EXERCISE OBJECTIVE:
Reproduce word for word the stretch of rows below, from the line that contains "Please place a point on the table" through the line that contains "column 155, row 461", including both of those lines.

SUPPLIED MATERIAL:
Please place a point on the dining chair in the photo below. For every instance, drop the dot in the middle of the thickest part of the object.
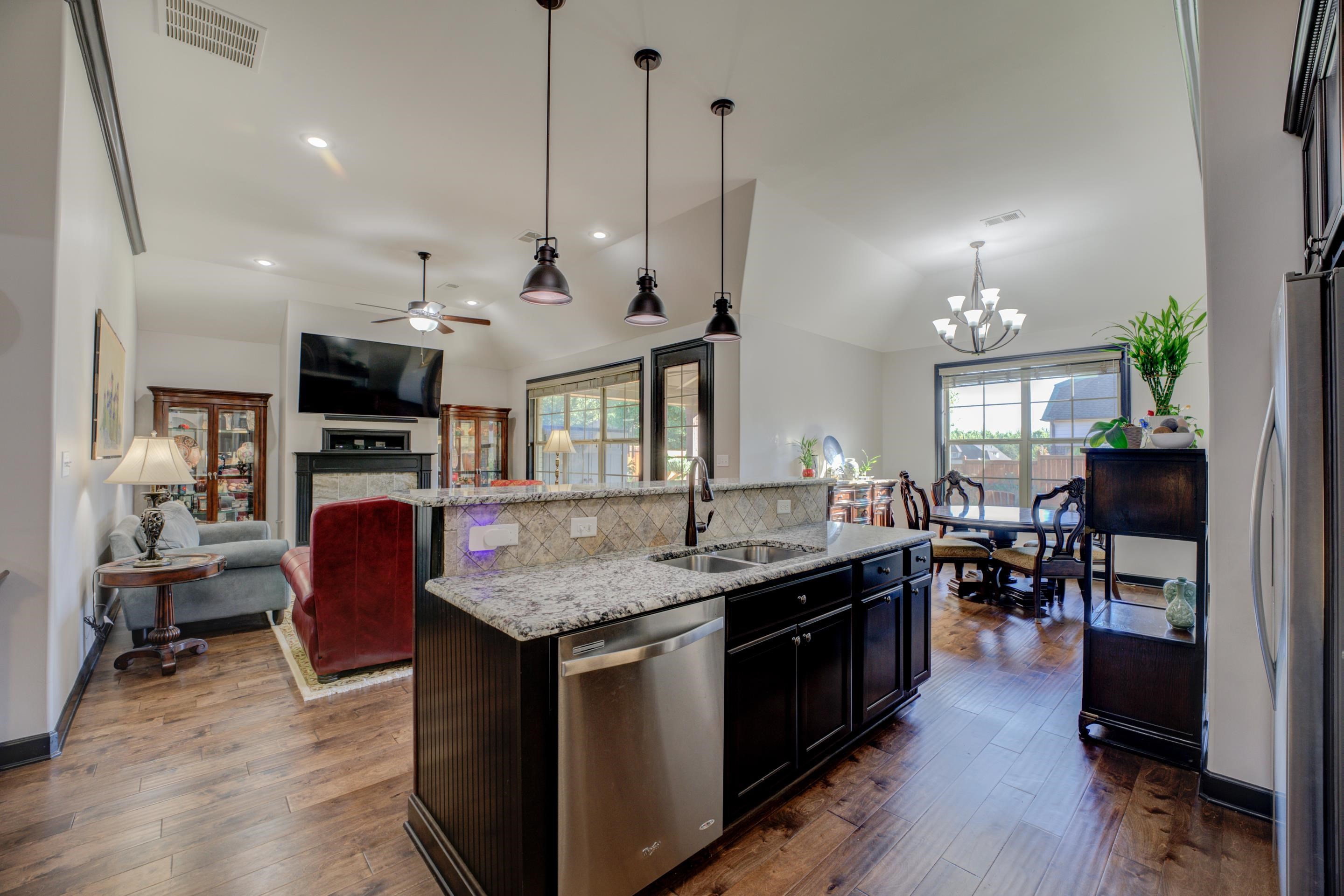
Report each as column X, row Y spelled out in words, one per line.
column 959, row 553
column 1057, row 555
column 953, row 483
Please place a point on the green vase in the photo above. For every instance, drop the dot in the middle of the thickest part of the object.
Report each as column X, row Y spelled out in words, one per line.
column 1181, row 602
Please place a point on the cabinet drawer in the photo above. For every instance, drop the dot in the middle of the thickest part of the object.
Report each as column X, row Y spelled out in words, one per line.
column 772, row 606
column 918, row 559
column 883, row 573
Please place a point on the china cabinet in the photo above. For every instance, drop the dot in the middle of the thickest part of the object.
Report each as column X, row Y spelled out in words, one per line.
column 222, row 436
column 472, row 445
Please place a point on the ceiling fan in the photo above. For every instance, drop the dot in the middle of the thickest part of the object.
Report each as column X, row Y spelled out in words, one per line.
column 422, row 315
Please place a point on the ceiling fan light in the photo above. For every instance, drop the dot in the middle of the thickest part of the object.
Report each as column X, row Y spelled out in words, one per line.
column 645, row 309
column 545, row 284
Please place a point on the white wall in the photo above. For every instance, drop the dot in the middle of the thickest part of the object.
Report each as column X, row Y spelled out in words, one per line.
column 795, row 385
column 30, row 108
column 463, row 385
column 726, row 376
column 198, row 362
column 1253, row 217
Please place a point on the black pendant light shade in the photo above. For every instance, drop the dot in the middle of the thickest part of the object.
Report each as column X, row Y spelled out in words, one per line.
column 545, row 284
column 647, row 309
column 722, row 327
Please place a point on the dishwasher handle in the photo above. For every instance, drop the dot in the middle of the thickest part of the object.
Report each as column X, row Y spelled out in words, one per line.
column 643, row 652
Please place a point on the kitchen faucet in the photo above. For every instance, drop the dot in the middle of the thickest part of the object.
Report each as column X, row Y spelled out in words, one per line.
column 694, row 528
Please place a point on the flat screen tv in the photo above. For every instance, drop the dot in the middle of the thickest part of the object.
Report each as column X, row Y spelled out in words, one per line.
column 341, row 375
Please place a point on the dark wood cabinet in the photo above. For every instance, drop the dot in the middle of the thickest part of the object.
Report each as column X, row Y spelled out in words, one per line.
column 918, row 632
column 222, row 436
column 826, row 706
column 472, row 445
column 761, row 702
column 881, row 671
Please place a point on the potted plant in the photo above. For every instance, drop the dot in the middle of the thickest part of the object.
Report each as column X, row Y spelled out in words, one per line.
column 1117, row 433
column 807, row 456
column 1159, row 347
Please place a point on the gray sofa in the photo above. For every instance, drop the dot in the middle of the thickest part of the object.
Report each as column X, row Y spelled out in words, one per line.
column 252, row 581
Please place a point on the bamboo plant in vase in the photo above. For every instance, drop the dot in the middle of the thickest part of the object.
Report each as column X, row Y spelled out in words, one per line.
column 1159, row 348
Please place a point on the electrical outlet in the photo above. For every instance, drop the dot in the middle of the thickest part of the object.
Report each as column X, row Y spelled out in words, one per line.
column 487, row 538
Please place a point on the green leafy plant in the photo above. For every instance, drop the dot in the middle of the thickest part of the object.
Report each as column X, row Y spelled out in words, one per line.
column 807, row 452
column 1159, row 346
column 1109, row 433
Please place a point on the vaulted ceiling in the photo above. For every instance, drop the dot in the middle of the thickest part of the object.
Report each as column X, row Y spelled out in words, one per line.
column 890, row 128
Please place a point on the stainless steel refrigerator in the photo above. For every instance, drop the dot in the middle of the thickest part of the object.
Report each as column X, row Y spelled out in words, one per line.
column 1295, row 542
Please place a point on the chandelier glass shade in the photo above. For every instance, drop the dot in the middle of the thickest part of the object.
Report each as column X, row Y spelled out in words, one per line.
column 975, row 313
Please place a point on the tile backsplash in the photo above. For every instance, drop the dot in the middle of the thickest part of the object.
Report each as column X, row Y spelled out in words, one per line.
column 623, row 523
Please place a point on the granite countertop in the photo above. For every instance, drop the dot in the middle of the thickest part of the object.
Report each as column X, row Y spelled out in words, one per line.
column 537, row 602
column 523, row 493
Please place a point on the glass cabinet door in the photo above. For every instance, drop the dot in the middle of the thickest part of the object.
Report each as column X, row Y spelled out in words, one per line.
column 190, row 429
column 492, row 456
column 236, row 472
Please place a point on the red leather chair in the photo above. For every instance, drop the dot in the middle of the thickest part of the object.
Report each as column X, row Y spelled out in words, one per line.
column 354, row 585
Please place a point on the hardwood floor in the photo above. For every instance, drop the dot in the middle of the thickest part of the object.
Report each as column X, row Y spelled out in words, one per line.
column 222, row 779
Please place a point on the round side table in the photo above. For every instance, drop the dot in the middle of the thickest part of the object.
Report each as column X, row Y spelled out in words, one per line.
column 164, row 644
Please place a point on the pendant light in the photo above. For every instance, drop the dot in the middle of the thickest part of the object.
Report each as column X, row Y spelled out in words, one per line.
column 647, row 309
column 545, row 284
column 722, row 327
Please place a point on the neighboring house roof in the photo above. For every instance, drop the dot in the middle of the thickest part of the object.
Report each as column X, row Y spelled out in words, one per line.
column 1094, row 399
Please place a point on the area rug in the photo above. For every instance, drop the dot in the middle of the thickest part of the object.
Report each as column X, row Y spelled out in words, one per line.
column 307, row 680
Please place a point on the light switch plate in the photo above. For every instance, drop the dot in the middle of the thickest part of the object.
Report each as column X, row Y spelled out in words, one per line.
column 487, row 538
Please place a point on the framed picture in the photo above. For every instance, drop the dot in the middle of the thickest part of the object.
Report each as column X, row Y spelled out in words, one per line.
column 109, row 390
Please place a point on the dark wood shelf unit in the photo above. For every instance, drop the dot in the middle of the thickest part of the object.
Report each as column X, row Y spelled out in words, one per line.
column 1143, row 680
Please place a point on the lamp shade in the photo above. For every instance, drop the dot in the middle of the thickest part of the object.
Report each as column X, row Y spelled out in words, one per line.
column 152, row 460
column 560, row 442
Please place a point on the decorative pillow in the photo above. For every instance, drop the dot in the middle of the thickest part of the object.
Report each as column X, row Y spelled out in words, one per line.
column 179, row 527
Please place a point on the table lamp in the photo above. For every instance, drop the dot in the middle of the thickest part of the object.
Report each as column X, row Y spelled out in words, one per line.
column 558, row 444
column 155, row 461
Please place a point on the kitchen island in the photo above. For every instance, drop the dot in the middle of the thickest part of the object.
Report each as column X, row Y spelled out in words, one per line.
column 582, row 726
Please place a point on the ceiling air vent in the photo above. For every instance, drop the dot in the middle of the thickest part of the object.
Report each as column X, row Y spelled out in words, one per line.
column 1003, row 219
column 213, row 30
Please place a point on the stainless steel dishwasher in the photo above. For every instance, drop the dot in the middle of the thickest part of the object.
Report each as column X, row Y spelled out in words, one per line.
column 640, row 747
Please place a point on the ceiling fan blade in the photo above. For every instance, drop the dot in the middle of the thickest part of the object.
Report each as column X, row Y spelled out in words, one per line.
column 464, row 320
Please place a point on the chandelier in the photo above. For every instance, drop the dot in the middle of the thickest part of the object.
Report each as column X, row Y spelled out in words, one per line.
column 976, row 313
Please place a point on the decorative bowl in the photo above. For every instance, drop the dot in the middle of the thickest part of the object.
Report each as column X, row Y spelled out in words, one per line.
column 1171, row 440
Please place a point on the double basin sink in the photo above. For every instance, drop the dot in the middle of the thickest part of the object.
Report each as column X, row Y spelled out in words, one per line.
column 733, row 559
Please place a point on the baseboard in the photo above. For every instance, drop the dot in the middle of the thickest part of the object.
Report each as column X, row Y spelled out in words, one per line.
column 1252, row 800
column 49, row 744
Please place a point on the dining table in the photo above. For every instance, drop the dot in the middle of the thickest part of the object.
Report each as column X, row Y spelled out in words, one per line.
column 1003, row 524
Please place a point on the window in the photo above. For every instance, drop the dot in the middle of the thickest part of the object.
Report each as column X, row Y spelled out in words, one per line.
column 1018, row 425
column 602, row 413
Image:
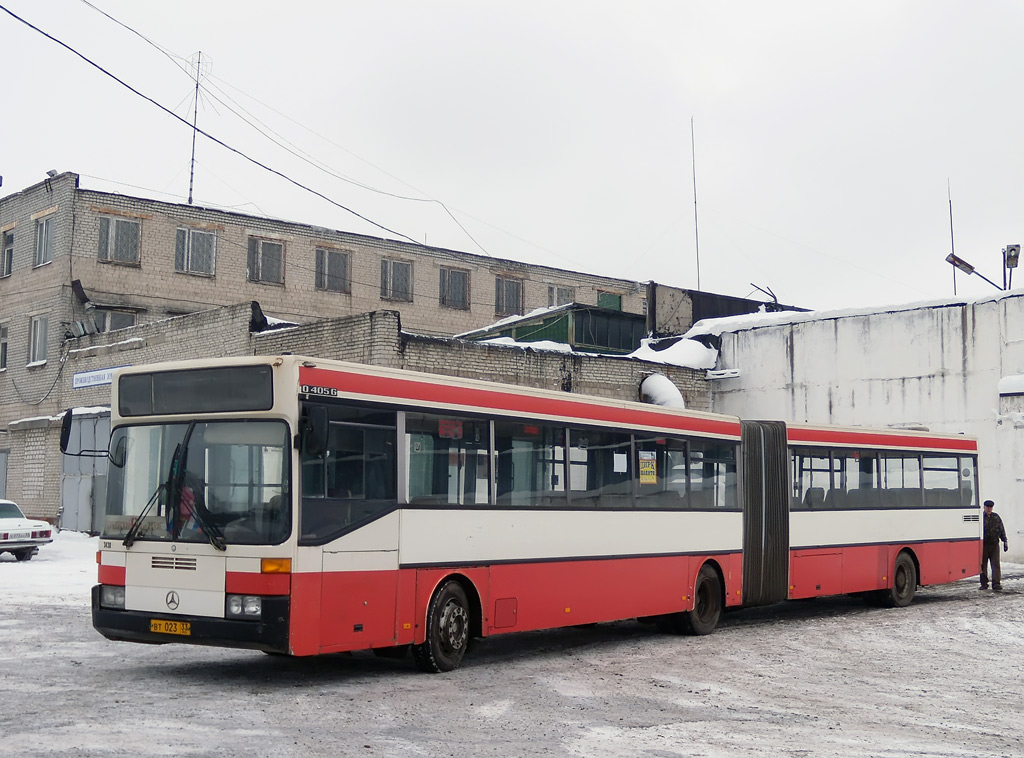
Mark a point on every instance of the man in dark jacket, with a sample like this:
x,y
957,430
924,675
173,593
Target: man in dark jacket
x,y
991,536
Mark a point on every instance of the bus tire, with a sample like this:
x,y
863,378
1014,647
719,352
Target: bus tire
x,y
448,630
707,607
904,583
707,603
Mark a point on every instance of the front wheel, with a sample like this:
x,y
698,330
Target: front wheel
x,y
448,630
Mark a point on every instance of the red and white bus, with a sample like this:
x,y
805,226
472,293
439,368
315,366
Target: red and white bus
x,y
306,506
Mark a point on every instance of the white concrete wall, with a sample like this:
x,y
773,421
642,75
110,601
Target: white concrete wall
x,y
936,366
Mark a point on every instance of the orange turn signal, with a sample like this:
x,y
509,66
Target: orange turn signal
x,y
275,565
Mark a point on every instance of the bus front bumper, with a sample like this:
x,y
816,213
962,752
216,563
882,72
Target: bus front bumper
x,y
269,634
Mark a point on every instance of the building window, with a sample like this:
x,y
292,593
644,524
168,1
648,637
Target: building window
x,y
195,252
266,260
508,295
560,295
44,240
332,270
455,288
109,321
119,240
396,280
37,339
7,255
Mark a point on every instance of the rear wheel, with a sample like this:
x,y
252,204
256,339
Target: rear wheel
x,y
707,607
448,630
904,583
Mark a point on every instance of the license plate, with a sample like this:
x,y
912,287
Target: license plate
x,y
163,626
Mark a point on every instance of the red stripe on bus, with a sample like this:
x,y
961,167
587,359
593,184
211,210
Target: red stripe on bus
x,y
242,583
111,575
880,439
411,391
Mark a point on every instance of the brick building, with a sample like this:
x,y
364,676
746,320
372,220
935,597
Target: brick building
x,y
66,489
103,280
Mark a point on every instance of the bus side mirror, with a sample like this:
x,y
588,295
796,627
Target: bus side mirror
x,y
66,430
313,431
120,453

ANSWER TO THE EXERCISE:
Please place a point on the table lamp in the photo above. For every instance, drop the dot in the middle of the thickest part of the object.
Report each as column X, row Y spelled out in words, one per line.
column 558, row 444
column 155, row 461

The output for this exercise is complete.